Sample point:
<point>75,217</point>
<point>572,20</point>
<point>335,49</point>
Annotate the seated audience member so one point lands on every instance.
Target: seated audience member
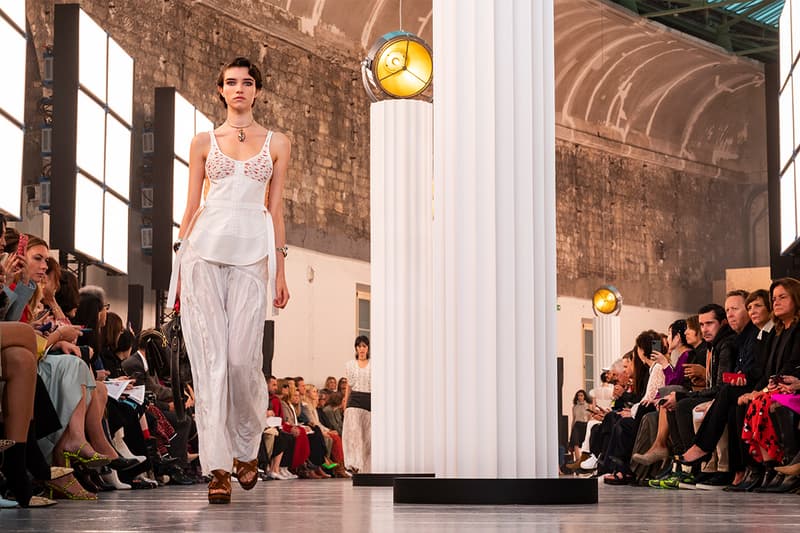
<point>332,438</point>
<point>717,431</point>
<point>648,379</point>
<point>92,314</point>
<point>674,378</point>
<point>720,358</point>
<point>18,374</point>
<point>276,443</point>
<point>137,367</point>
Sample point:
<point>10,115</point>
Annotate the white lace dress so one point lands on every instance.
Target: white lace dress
<point>356,429</point>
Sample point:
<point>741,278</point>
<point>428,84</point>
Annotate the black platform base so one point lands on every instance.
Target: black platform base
<point>556,491</point>
<point>382,480</point>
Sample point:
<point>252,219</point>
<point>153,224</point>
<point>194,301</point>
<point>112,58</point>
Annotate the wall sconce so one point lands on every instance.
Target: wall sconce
**********
Please copy out every line of the entries above, word for word, and leave the pictures out.

Response to this task:
Sample point:
<point>75,217</point>
<point>572,20</point>
<point>335,49</point>
Annotate the seated audience member so one point lands on every instance.
Target: seated audience member
<point>332,438</point>
<point>717,431</point>
<point>648,379</point>
<point>92,314</point>
<point>674,378</point>
<point>720,358</point>
<point>18,374</point>
<point>276,443</point>
<point>137,367</point>
Sample point:
<point>10,115</point>
Annotate the white lace dress so one point lands on every instance.
Target: white lace dress
<point>356,429</point>
Sample point:
<point>741,278</point>
<point>428,84</point>
Annotate the black platform base so one point lands on every instance.
Target: black platform base
<point>556,491</point>
<point>382,480</point>
Sample point:
<point>252,219</point>
<point>153,224</point>
<point>194,301</point>
<point>112,58</point>
Annotate the wall sconce so one point lands on every instance.
Target: wall sconce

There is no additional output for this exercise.